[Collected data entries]

=======

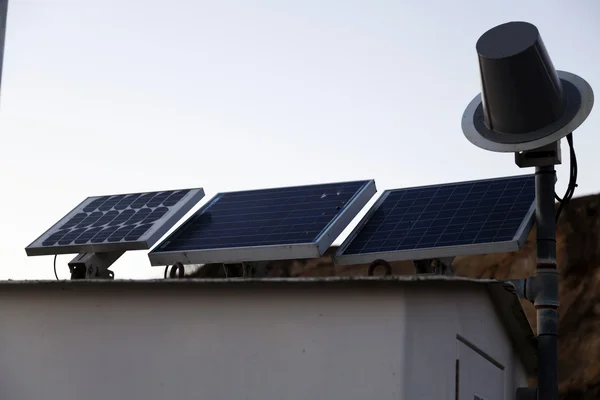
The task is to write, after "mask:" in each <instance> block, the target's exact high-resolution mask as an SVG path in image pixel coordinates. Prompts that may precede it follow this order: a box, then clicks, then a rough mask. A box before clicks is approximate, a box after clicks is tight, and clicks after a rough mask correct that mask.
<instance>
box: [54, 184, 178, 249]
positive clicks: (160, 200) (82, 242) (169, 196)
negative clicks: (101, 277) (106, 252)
mask: <svg viewBox="0 0 600 400" xmlns="http://www.w3.org/2000/svg"><path fill="white" fill-rule="evenodd" d="M188 192H189V190H172V191H163V192H149V193H134V194H124V195H114V196H102V197H97V198H95V199H94V200H92V201H91V202H89V203H88V204H87V205H85V206H84V207H83V208H82V209H81V211H80V212H78V213H76V214H75V215H74V216H73V217H71V218H70V219H69V220H67V221H66V222H65V223H63V224H62V225H61V226H59V227H58V229H57V230H56V231H55V232H53V233H52V234H51V235H50V236H48V237H47V238H46V239H45V240H44V241H43V242H42V246H44V247H53V246H68V245H73V244H78V245H82V244H101V243H116V242H123V241H125V242H130V241H137V240H139V239H140V238H141V237H142V236H143V235H144V233H146V232H147V231H148V230H149V229H150V228H151V227H152V224H153V223H154V222H155V221H157V220H158V219H160V218H162V217H163V216H164V215H165V214H166V213H167V212H168V211H169V208H170V207H173V206H174V205H176V204H177V203H178V202H179V201H181V199H183V197H184V196H185V195H186V194H187V193H188Z"/></svg>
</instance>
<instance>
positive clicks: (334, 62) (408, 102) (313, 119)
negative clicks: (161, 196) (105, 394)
mask: <svg viewBox="0 0 600 400" xmlns="http://www.w3.org/2000/svg"><path fill="white" fill-rule="evenodd" d="M599 18H600V3H597V2H595V1H593V0H588V1H572V2H568V1H564V0H563V1H558V0H553V1H549V0H543V1H542V0H539V1H523V0H503V1H497V2H491V1H472V0H457V1H447V0H437V1H400V0H397V1H384V0H371V1H352V0H345V1H341V0H339V1H334V0H322V1H313V0H303V1H295V2H293V1H286V0H278V1H265V0H255V1H228V0H218V1H202V0H194V1H191V0H170V1H164V0H162V1H156V0H145V1H140V0H119V1H116V0H110V1H106V0H105V1H98V0H94V1H92V0H70V1H68V0H64V1H61V0H36V1H32V0H10V3H9V11H8V27H7V33H6V45H5V53H4V71H3V78H2V88H1V93H2V94H1V96H0V99H1V105H0V132H1V133H0V137H1V138H2V146H1V147H0V151H1V152H2V153H1V157H0V171H1V173H0V187H1V188H2V193H3V196H1V197H0V209H1V210H2V212H3V217H2V220H1V223H2V229H0V254H1V255H2V261H3V262H2V267H1V269H0V278H3V279H6V278H10V279H23V278H27V279H32V278H39V279H46V278H52V279H54V274H53V272H52V257H51V256H44V257H26V255H25V250H24V248H25V247H26V246H27V245H28V244H29V243H30V242H32V241H33V240H34V239H35V238H37V237H38V236H39V235H40V234H41V233H43V232H44V231H45V230H46V229H48V228H49V227H50V226H51V225H52V224H54V223H55V222H56V221H57V220H58V219H60V218H62V217H63V216H64V215H65V214H66V213H67V212H69V211H70V210H71V209H72V208H73V207H74V206H75V205H77V204H78V203H80V202H81V201H82V200H83V199H84V198H85V197H87V196H92V195H103V194H113V193H123V192H125V193H127V192H137V191H152V190H165V189H178V188H186V187H203V188H204V189H205V192H206V197H205V201H206V200H208V199H209V198H210V197H211V196H212V195H213V194H215V193H217V192H219V191H229V190H239V189H252V188H263V187H274V186H288V185H299V184H310V183H321V182H335V181H343V180H355V179H370V178H372V179H375V181H376V184H377V187H378V189H379V191H380V192H381V191H383V190H384V189H390V188H399V187H407V186H411V185H424V184H434V183H444V182H453V181H460V180H470V179H478V178H491V177H500V176H505V175H517V174H522V173H528V172H532V171H531V170H521V169H519V168H518V167H517V166H516V165H515V164H514V161H513V155H511V154H500V153H490V152H487V151H485V150H482V149H479V148H477V147H475V146H473V145H472V144H470V143H469V142H468V141H467V140H466V139H465V138H464V136H463V134H462V131H461V127H460V120H461V116H462V112H463V110H464V108H465V107H466V105H467V104H468V103H469V101H471V99H472V98H473V97H474V96H475V95H476V94H477V93H478V92H479V91H480V86H479V76H478V66H477V54H476V51H475V43H476V41H477V39H478V38H479V36H480V35H481V34H482V33H484V32H485V31H486V30H487V29H489V28H492V27H493V26H495V25H498V24H501V23H504V22H508V21H512V20H524V21H528V22H532V23H534V24H536V25H537V26H538V28H539V29H540V31H541V34H542V37H543V40H544V42H545V44H546V46H547V49H548V51H549V53H550V56H551V57H552V59H553V62H554V65H555V67H556V68H557V69H562V70H566V71H570V72H573V73H576V74H578V75H580V76H582V77H583V78H585V79H586V80H587V81H588V82H589V83H590V84H591V85H592V86H593V87H594V88H600V69H599V68H598V65H600V47H599V46H598V38H600V24H598V20H599ZM596 90H597V91H599V90H600V89H596ZM595 111H596V112H595V113H594V112H592V115H591V116H590V117H589V119H588V120H587V121H586V122H585V124H584V125H583V126H582V127H581V128H580V129H579V130H578V131H577V132H576V134H575V135H574V141H575V148H576V150H577V156H578V161H579V188H578V190H577V191H576V195H577V196H580V195H584V194H590V193H597V192H600V178H599V173H598V171H600V158H599V157H598V148H599V144H600V139H598V138H599V136H598V132H599V131H600V116H599V115H600V114H599V113H598V110H595ZM565 148H566V143H563V150H564V149H565ZM563 154H564V155H565V156H566V155H567V153H566V152H565V151H563ZM558 175H559V183H558V188H559V189H560V192H561V195H562V192H563V191H564V189H565V185H566V181H567V179H568V166H567V165H563V166H562V167H559V169H558ZM201 204H202V203H201ZM338 242H339V240H338ZM70 258H72V256H59V257H58V261H59V269H58V273H59V276H60V277H64V278H66V277H67V276H68V270H67V267H66V262H68V261H69V260H70ZM112 269H113V271H114V272H115V274H116V275H117V277H118V278H146V277H155V276H161V275H162V268H155V267H154V268H153V267H150V263H149V261H148V259H147V254H146V252H145V251H137V252H129V253H126V254H125V255H124V256H123V257H122V258H121V259H120V260H119V261H118V262H117V263H116V264H115V265H114V266H113V268H112Z"/></svg>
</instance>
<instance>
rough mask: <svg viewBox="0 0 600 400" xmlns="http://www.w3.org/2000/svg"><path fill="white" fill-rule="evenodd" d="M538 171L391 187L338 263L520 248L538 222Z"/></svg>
mask: <svg viewBox="0 0 600 400" xmlns="http://www.w3.org/2000/svg"><path fill="white" fill-rule="evenodd" d="M534 212H535V176H534V175H525V176H515V177H506V178H499V179H486V180H478V181H471V182H459V183H450V184H443V185H432V186H425V187H415V188H408V189H395V190H386V191H385V192H384V193H383V194H382V195H381V197H380V198H379V199H378V201H377V202H376V203H375V204H374V205H373V207H372V208H371V209H370V210H369V212H368V213H367V214H366V215H365V217H364V218H363V219H362V221H361V222H360V223H359V224H358V225H357V227H356V229H354V231H353V232H352V233H351V234H350V236H349V237H348V238H347V239H346V240H345V241H344V243H342V245H341V246H340V248H339V249H338V251H337V252H336V254H335V255H334V261H335V263H336V264H338V265H347V264H362V263H370V262H372V261H374V260H376V259H384V260H386V261H400V260H422V259H428V258H440V257H452V256H459V255H468V254H483V253H495V252H505V251H516V250H518V249H520V248H521V246H522V245H523V243H524V241H525V240H526V239H527V235H528V234H529V231H530V230H531V227H532V225H533V219H534Z"/></svg>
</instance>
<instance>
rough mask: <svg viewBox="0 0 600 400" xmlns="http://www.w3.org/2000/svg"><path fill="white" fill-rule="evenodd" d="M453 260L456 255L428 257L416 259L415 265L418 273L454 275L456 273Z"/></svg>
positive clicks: (420, 274) (414, 262)
mask: <svg viewBox="0 0 600 400" xmlns="http://www.w3.org/2000/svg"><path fill="white" fill-rule="evenodd" d="M453 261H454V257H441V258H427V259H424V260H414V261H413V265H414V267H415V272H416V273H417V274H418V275H422V274H434V275H448V276H452V275H454V268H453V267H452V262H453Z"/></svg>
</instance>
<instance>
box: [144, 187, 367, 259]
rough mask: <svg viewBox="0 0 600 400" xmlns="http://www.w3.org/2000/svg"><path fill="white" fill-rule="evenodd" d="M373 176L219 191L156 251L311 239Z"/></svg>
mask: <svg viewBox="0 0 600 400" xmlns="http://www.w3.org/2000/svg"><path fill="white" fill-rule="evenodd" d="M368 182H369V181H355V182H344V183H335V184H322V185H310V186H300V187H291V188H278V189H265V190H253V191H243V192H230V193H223V194H219V195H217V196H215V197H214V198H213V199H212V200H211V202H209V203H208V205H207V206H206V207H204V208H202V209H200V210H199V211H198V213H196V214H195V215H194V216H193V217H191V218H190V220H188V222H187V223H185V224H184V225H182V227H181V228H179V229H178V230H177V231H176V232H175V233H174V234H173V235H171V237H169V238H167V239H166V240H165V241H164V243H163V244H162V245H159V246H158V247H157V249H156V250H155V251H154V252H168V251H188V250H206V249H216V248H235V247H249V246H268V245H289V244H298V243H312V242H314V241H315V240H316V238H317V237H318V236H319V234H320V233H321V232H322V231H323V229H325V228H326V227H327V226H328V224H329V223H330V222H332V220H333V219H334V218H335V217H336V216H337V215H338V214H339V213H340V212H341V211H342V210H343V209H344V207H345V206H346V205H347V204H348V203H349V202H350V201H351V200H352V198H353V197H354V196H355V195H356V194H357V193H358V192H359V191H360V190H361V189H363V188H364V187H365V186H366V185H367V184H368Z"/></svg>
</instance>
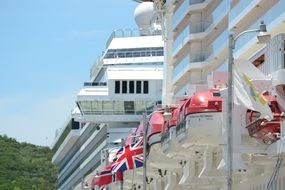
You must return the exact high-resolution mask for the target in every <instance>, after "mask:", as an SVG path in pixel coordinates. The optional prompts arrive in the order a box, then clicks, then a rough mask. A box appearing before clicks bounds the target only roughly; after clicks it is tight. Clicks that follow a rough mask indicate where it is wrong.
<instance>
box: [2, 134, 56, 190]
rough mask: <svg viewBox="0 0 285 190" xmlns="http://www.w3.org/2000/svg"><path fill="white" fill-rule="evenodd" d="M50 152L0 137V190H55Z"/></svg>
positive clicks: (9, 139)
mask: <svg viewBox="0 0 285 190" xmlns="http://www.w3.org/2000/svg"><path fill="white" fill-rule="evenodd" d="M51 158H52V153H51V150H50V148H48V147H41V146H35V145H32V144H28V143H19V142H17V141H16V140H15V139H12V138H8V137H7V136H5V135H4V136H1V135H0V190H54V189H56V178H57V176H56V175H57V169H56V167H55V166H54V165H52V163H51Z"/></svg>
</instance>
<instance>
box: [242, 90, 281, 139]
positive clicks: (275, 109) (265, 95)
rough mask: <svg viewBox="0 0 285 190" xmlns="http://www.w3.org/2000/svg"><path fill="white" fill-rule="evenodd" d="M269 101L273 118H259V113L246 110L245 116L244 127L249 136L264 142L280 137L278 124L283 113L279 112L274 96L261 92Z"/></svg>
mask: <svg viewBox="0 0 285 190" xmlns="http://www.w3.org/2000/svg"><path fill="white" fill-rule="evenodd" d="M263 95H264V97H265V98H266V100H267V101H268V103H269V107H270V109H271V111H272V113H273V116H274V117H273V120H271V121H268V120H266V119H264V118H259V117H260V113H259V112H256V111H253V110H248V111H247V116H246V128H247V129H248V133H249V135H250V136H251V137H253V138H255V139H257V140H258V141H261V142H263V143H265V144H272V143H274V142H275V141H277V140H279V139H280V126H281V121H282V118H283V119H284V115H283V114H281V111H280V108H279V106H278V103H277V101H276V99H275V97H274V96H271V95H269V94H268V93H267V94H263Z"/></svg>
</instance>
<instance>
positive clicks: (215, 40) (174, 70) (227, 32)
mask: <svg viewBox="0 0 285 190" xmlns="http://www.w3.org/2000/svg"><path fill="white" fill-rule="evenodd" d="M227 42H228V31H227V30H225V31H224V32H222V33H221V34H220V35H219V36H218V37H217V38H216V39H215V40H214V41H213V42H212V43H211V45H210V46H209V47H208V48H207V49H206V50H205V51H204V52H200V53H194V54H190V55H186V56H185V57H184V58H183V59H182V60H181V61H180V62H178V63H177V64H176V65H175V66H174V68H173V71H172V76H173V85H175V84H177V85H183V84H184V82H185V81H186V80H187V77H188V76H187V73H189V72H190V71H191V70H195V69H205V68H206V67H213V68H215V67H218V66H219V65H220V64H221V63H223V62H224V60H225V59H226V56H227V44H228V43H227Z"/></svg>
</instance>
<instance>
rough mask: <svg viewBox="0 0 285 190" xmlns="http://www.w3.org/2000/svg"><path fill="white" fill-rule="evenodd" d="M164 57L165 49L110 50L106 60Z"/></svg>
mask: <svg viewBox="0 0 285 190" xmlns="http://www.w3.org/2000/svg"><path fill="white" fill-rule="evenodd" d="M152 56H163V48H162V47H158V48H136V50H132V49H126V50H124V49H123V50H108V52H107V53H106V55H105V57H104V58H105V59H113V58H131V57H152Z"/></svg>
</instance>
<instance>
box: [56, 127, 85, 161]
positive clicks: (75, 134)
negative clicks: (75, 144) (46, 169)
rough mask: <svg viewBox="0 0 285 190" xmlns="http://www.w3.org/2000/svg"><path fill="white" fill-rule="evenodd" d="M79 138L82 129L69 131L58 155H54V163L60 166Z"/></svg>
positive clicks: (77, 129) (58, 151)
mask: <svg viewBox="0 0 285 190" xmlns="http://www.w3.org/2000/svg"><path fill="white" fill-rule="evenodd" d="M79 137H80V129H73V130H71V131H69V133H68V135H67V136H66V137H65V139H64V141H63V142H62V144H61V145H60V147H59V148H58V150H57V151H56V153H55V154H54V155H53V157H52V162H53V163H54V164H59V163H60V161H61V160H62V159H63V158H64V156H65V155H66V154H67V153H68V151H69V150H70V149H71V148H72V146H73V145H74V144H75V142H76V141H77V140H78V138H79Z"/></svg>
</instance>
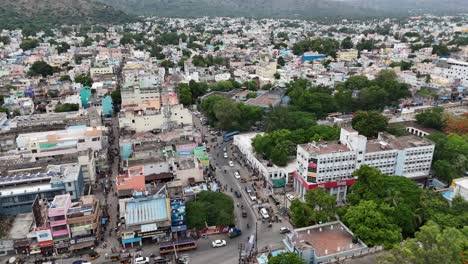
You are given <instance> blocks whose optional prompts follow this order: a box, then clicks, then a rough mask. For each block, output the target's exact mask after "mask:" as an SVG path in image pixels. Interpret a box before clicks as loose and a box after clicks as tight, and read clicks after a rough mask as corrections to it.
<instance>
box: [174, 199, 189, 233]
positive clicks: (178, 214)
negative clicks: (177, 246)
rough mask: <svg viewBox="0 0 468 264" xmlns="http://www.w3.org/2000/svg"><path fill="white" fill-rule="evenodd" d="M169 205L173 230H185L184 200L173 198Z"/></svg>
mask: <svg viewBox="0 0 468 264" xmlns="http://www.w3.org/2000/svg"><path fill="white" fill-rule="evenodd" d="M170 204H171V226H172V229H173V230H177V231H185V230H187V226H186V219H185V199H184V198H175V199H171V200H170Z"/></svg>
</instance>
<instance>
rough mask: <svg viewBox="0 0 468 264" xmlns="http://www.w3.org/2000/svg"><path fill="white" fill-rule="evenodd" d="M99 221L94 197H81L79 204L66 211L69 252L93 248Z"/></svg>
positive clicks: (72, 204)
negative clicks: (74, 250)
mask: <svg viewBox="0 0 468 264" xmlns="http://www.w3.org/2000/svg"><path fill="white" fill-rule="evenodd" d="M99 220H100V218H99V203H98V200H97V199H96V197H95V196H94V195H86V196H82V197H81V199H80V201H79V202H76V203H72V204H71V206H70V207H69V208H68V211H67V223H68V228H69V230H70V245H71V246H70V248H69V250H70V251H74V250H79V249H83V248H89V247H93V246H94V241H95V240H96V239H97V238H98V237H99V235H100V232H99V230H100V228H99V227H100V223H99Z"/></svg>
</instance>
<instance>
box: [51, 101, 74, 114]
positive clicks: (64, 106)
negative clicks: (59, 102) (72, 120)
mask: <svg viewBox="0 0 468 264" xmlns="http://www.w3.org/2000/svg"><path fill="white" fill-rule="evenodd" d="M79 109H80V106H79V105H78V104H69V103H66V104H59V105H57V107H55V112H56V113H61V112H72V111H78V110H79Z"/></svg>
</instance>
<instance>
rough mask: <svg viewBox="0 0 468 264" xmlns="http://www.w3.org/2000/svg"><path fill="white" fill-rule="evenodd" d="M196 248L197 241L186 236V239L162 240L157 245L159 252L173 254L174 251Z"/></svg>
mask: <svg viewBox="0 0 468 264" xmlns="http://www.w3.org/2000/svg"><path fill="white" fill-rule="evenodd" d="M196 248H197V242H195V240H193V239H190V238H187V239H179V240H177V241H172V242H163V243H161V245H160V246H159V254H161V255H164V254H173V253H174V252H175V251H177V252H183V251H188V250H192V249H196Z"/></svg>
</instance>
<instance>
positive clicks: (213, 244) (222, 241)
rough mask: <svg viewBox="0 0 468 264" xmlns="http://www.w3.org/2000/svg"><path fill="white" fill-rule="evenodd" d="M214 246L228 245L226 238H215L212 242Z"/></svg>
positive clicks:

=======

§ **What to produce**: Copy the data above word for word, from its very beginning down through the line containing "negative clicks: (101, 277) (106, 252)", including that line. Leave the picture out of your answer.

§ **Solution below**:
The task is to write, after "mask:" in each <instance> block, the target's exact high-resolution mask as an SVG path in image pixel coordinates. Prompts that may precede it follow this order: a box, then clicks, then a rough mask. A box before clicks is approximate, a box after clicks is tight, and clicks after a rough mask correct that mask.
<instance>
box: [54, 184, 178, 249]
positive clicks: (160, 200) (82, 242) (169, 196)
negative clicks: (101, 277) (106, 252)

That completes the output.